__Entries__.

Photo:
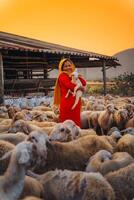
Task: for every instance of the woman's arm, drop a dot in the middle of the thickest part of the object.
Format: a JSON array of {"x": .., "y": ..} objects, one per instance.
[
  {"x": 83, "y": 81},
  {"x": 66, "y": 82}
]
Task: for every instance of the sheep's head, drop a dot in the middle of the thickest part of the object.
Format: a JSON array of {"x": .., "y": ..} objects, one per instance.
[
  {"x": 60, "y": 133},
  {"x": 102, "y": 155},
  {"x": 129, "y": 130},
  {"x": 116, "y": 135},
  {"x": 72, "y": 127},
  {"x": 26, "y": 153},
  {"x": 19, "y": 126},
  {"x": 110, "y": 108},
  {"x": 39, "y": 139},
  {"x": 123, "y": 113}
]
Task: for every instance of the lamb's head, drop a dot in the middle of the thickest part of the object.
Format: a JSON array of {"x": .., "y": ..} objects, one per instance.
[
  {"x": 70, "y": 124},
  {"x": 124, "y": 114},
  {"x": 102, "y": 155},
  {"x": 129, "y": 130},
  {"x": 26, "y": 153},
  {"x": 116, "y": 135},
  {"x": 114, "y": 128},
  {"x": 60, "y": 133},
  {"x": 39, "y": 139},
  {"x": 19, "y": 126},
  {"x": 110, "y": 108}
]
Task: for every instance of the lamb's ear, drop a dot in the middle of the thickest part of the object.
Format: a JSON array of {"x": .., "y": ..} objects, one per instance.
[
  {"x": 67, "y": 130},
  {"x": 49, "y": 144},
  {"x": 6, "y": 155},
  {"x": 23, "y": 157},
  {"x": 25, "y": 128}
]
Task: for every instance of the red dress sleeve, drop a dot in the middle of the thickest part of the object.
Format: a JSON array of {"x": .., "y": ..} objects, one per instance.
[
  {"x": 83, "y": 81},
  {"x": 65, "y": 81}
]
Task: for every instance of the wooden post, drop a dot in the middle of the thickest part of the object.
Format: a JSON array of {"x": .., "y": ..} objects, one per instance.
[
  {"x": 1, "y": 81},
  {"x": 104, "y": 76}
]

__Aim of the exercise__. Express each line of the rows above as a JSON list of strings, one string per line, omitting blank lines and leaving out the pictures.

__Expected answer__.
[
  "Photo:",
  "Task: for every instance of the woman's arm, drop a dot in the middle of the thickest part of the object.",
  "Format: a JSON array of {\"x\": .., \"y\": ..} objects, one per instance.",
  "[",
  "  {\"x\": 83, \"y\": 81},",
  "  {\"x\": 66, \"y\": 82}",
  "]",
  "Task: for every instance of the sheep's head, drop a dot in the middle of the thickest part of the object.",
  "Format: a JSON array of {\"x\": .., \"y\": ..} objects, one per instance.",
  "[",
  "  {\"x\": 60, \"y\": 133},",
  "  {\"x\": 102, \"y\": 155},",
  "  {\"x\": 129, \"y\": 130},",
  "  {\"x\": 116, \"y\": 135},",
  "  {\"x\": 72, \"y\": 127},",
  "  {\"x\": 26, \"y\": 153},",
  "  {\"x\": 19, \"y\": 126},",
  "  {\"x\": 110, \"y\": 108},",
  "  {\"x\": 39, \"y\": 139},",
  "  {\"x\": 123, \"y\": 113}",
  "]",
  "Task: for every instance of the lamb's head, drop a dot in the middle of the thickest part of the object.",
  "Format: a JSON array of {\"x\": .., \"y\": ..} objects, one per instance.",
  "[",
  "  {\"x\": 70, \"y\": 124},",
  "  {\"x\": 124, \"y\": 114},",
  "  {\"x\": 102, \"y\": 155},",
  "  {\"x\": 129, \"y\": 130},",
  "  {\"x\": 26, \"y\": 153},",
  "  {\"x\": 116, \"y\": 135},",
  "  {\"x\": 114, \"y\": 128},",
  "  {\"x\": 60, \"y\": 133},",
  "  {\"x\": 39, \"y\": 139},",
  "  {\"x\": 19, \"y\": 126},",
  "  {\"x\": 110, \"y\": 108}",
  "]",
  "Task: for every instance of the lamb's ear, drop a dot in the middle of the thickest part of the object.",
  "Format: a JSON array of {\"x\": .., \"y\": ..} objects, one per instance.",
  "[",
  "  {\"x\": 67, \"y\": 130},",
  "  {\"x\": 49, \"y\": 144},",
  "  {\"x\": 6, \"y\": 155},",
  "  {\"x\": 23, \"y\": 157},",
  "  {\"x\": 25, \"y\": 128}",
  "]",
  "Task: for every instance of the red dress sleeve, drop a dot in the middle of the thickest part of the object.",
  "Format: a JSON array of {\"x\": .., \"y\": ..} objects, one per instance.",
  "[",
  "  {\"x\": 83, \"y\": 81},",
  "  {\"x\": 65, \"y\": 81}",
  "]",
  "Task: for every instance of the wooden post, drop a dot in the middle of the thickest part of the object.",
  "Format: a JSON array of {\"x\": .., \"y\": ..} objects, one per instance.",
  "[",
  "  {\"x\": 1, \"y\": 81},",
  "  {\"x\": 104, \"y\": 76}",
  "]"
]